[AVAILABLE RECORDS]:

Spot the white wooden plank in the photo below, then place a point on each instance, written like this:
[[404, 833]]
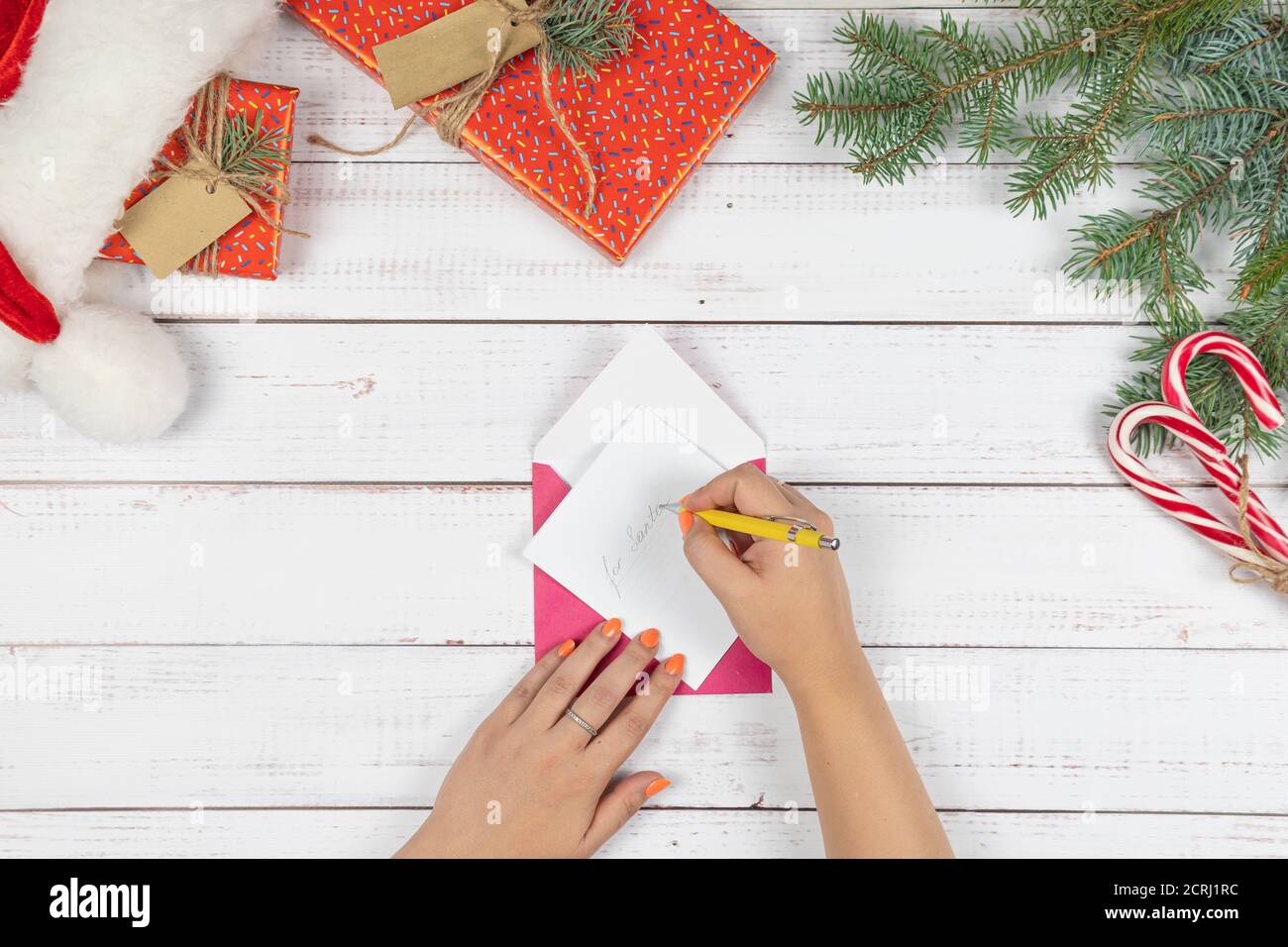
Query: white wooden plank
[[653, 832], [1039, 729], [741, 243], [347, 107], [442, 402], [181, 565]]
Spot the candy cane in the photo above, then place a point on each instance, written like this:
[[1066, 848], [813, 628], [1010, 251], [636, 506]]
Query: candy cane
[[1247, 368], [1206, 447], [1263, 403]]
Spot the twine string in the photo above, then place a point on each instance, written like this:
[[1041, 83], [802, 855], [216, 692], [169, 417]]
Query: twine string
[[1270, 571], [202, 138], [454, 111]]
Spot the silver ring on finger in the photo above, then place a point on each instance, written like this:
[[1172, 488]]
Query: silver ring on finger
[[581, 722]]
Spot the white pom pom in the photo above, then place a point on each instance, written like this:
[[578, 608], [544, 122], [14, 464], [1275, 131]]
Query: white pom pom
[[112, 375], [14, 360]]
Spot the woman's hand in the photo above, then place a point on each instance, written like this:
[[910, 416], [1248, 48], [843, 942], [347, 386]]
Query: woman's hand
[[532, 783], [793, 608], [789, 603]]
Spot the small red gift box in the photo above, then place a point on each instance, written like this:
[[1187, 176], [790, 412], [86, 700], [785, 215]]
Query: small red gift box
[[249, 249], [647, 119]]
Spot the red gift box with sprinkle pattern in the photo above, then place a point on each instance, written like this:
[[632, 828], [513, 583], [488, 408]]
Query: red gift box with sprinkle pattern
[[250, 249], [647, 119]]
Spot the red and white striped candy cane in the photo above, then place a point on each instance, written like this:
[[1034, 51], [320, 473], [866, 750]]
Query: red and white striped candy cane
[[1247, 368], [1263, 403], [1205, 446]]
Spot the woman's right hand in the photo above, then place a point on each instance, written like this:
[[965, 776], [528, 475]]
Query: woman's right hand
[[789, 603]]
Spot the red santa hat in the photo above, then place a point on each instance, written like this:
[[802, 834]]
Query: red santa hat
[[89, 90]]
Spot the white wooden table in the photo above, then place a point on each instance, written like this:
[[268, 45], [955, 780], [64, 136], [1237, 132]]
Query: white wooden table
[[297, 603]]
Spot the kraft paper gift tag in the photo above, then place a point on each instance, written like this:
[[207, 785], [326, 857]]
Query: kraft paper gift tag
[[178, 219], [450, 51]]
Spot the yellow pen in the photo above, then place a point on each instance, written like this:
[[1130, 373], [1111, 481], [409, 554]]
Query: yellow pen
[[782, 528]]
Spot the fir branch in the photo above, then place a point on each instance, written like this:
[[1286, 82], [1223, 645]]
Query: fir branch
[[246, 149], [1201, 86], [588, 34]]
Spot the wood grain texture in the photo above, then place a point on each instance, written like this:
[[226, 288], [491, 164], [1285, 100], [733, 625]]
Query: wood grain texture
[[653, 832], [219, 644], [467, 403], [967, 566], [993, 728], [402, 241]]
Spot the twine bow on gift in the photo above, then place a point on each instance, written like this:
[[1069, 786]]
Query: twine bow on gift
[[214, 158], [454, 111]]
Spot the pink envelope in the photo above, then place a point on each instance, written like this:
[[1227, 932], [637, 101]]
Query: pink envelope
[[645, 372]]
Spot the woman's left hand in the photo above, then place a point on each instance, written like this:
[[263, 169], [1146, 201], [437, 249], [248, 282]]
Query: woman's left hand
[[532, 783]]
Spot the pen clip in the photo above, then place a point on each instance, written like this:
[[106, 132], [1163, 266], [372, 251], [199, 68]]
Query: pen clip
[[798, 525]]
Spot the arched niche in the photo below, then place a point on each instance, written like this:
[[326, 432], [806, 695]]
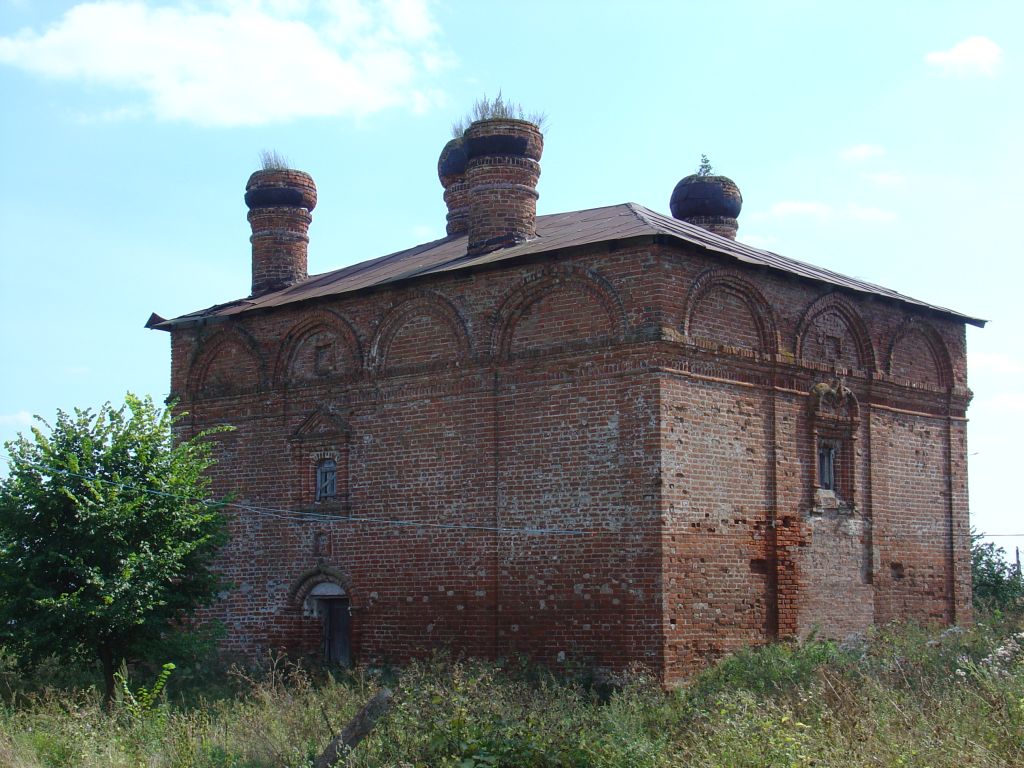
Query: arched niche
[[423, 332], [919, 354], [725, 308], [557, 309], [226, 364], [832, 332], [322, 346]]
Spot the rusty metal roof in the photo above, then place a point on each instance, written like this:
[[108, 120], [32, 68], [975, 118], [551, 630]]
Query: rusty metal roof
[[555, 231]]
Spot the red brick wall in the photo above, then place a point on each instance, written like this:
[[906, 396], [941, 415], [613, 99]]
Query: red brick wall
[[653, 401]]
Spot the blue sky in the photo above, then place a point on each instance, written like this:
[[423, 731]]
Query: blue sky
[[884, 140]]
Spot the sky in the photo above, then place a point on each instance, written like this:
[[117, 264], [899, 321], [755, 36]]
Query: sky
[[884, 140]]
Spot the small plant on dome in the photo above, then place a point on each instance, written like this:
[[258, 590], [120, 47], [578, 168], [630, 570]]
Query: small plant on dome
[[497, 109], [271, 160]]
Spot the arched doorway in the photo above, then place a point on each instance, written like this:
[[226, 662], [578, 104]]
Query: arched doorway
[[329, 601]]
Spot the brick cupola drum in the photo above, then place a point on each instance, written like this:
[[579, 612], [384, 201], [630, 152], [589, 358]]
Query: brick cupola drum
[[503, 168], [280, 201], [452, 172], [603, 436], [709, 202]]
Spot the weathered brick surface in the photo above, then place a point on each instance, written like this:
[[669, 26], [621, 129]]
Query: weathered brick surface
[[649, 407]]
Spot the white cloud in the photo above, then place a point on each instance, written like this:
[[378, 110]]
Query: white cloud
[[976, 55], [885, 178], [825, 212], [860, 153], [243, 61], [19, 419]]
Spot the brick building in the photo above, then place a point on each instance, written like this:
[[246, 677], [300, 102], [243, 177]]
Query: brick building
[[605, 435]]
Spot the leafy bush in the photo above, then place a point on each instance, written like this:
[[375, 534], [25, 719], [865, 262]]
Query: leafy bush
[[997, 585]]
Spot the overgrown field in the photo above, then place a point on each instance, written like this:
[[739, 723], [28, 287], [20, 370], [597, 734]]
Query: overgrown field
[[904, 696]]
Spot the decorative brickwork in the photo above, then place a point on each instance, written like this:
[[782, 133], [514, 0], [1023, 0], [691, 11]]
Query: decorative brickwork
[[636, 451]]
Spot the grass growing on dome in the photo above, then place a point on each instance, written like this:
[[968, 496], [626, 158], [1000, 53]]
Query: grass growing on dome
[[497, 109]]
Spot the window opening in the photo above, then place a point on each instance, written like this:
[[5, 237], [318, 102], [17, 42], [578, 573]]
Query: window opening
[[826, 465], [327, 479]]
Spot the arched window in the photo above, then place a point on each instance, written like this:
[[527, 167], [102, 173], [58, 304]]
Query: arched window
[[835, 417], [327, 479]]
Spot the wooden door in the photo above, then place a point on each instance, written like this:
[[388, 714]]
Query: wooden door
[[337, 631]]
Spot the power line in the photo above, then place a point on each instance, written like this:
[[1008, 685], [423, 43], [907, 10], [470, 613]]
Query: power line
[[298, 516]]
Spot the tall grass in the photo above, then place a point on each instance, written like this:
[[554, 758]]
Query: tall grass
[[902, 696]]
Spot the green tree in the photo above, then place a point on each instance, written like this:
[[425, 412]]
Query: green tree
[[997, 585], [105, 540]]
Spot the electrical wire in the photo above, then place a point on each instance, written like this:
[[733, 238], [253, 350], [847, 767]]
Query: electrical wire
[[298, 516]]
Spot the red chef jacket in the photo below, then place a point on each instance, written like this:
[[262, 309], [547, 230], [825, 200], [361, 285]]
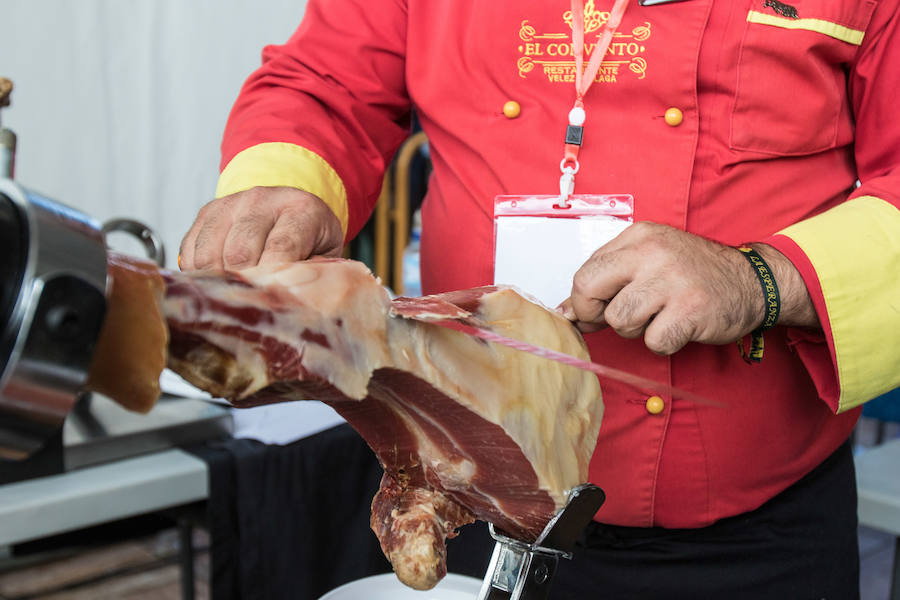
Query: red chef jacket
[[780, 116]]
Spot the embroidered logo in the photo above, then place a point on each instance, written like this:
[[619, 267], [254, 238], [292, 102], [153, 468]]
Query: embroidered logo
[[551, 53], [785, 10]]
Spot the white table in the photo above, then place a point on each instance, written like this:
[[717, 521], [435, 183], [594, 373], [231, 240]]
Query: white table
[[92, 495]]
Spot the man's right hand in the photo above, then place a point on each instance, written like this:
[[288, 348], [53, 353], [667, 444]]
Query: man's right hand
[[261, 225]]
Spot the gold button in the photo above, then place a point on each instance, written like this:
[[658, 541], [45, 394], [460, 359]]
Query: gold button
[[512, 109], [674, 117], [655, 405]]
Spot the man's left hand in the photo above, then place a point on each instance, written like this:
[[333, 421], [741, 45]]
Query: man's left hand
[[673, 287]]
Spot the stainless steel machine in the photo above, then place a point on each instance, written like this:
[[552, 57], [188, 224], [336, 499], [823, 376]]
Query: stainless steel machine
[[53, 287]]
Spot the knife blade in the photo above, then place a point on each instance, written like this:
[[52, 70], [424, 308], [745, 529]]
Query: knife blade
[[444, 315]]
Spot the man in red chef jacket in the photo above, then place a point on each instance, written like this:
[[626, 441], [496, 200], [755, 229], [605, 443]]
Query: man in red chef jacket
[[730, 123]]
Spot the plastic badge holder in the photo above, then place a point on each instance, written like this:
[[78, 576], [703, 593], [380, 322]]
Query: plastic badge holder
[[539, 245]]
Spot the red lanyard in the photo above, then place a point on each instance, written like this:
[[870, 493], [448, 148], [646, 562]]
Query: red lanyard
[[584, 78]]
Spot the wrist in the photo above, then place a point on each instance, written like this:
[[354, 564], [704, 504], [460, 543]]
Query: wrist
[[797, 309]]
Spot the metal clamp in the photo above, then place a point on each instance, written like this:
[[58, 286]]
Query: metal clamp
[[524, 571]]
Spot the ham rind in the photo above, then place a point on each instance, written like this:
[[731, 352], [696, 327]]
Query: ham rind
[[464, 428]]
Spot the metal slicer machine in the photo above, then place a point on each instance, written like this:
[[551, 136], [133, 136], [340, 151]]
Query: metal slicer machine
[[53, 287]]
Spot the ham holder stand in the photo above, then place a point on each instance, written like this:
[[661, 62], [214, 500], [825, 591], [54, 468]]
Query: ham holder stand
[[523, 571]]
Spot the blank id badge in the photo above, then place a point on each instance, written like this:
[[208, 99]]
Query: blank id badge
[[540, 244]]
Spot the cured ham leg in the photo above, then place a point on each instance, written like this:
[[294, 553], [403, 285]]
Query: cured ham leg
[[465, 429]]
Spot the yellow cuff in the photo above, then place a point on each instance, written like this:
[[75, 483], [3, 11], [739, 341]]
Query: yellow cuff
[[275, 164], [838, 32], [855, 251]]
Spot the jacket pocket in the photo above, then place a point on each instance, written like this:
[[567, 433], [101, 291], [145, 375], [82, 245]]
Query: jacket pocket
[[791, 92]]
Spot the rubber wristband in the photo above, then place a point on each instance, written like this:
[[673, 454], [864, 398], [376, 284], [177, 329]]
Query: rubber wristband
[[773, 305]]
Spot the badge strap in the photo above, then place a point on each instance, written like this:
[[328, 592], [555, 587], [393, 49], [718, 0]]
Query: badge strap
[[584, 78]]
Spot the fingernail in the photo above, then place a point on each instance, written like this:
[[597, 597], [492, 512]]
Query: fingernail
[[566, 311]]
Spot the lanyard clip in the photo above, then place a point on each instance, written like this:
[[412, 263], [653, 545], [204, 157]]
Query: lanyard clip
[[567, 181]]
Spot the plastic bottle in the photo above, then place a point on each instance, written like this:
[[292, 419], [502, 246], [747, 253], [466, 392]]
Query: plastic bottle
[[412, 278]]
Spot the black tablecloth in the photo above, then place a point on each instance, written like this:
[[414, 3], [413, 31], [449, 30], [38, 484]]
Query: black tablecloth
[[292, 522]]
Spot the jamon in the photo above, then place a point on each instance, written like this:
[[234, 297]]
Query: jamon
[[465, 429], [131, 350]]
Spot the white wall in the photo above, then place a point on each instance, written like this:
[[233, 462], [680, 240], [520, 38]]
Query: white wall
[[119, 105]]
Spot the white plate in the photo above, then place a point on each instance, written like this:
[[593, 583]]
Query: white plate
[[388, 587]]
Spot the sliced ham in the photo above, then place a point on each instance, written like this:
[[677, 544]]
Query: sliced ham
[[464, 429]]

[TASK STATEMENT]:
Leave out every line before the one containing "Spot the fingernail". Transcribe that line and all lines after it through the end of the data above, exactly.

[TASK SOLUTION]:
Spot the fingernail in the photo above, then place a point on each instance, written like this:
[[597, 597], [492, 512]]
Query: fingernail
[[566, 311]]
Spot the lanyard clip in the photo above, then place a point on each instance, written like this:
[[412, 263], [653, 545], [204, 157]]
Query: lanyard clip
[[567, 181]]
Spot the plastic bottle in the photo above, then place a point on each instance, written like this:
[[292, 419], [502, 246], [747, 253], [466, 392]]
Query: plastic bottle
[[412, 278]]
Spot the black tablecloth in the photo above, then place a point on each instance, written like this:
[[414, 3], [413, 31], [449, 30], [38, 484]]
Query: black tablecloth
[[292, 522]]
Spot the jamon in the photo above, then place a point on each instance, written like this:
[[234, 297]]
Query: jamon
[[465, 429], [131, 350]]
Spot the white wall in the photo above, then place a point on each instance, written like this:
[[233, 462], [680, 240], [520, 38]]
Query: white wall
[[119, 105]]
Spot the white plate in the photo above, then place a point on each instance, written like this:
[[593, 583]]
Query: white plate
[[388, 587]]
Spot the sliced ham in the photo above, then place a point on each instance, written like this:
[[677, 544]]
Query: sliced ham
[[464, 429]]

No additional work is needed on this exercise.